Data excerpts: Begin
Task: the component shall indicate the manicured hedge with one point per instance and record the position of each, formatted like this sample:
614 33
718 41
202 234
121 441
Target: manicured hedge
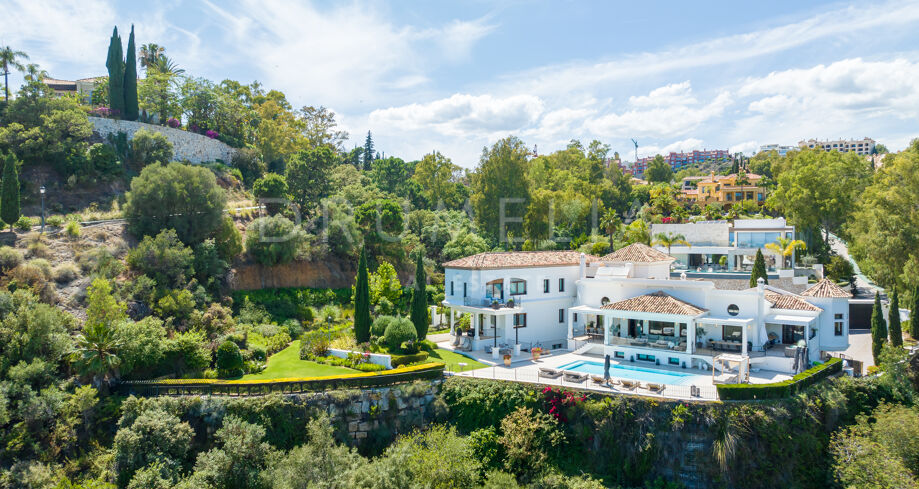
778 390
399 360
Data excerpts: End
Line by line, write out the data above exactly, without the pictures.

> Solution for this exercise:
Task: the component shall indicate the manicured hedge with one point per instance and record the position of each, formatted like this sample:
614 33
718 41
202 234
121 441
Target: manicured hedge
778 390
399 360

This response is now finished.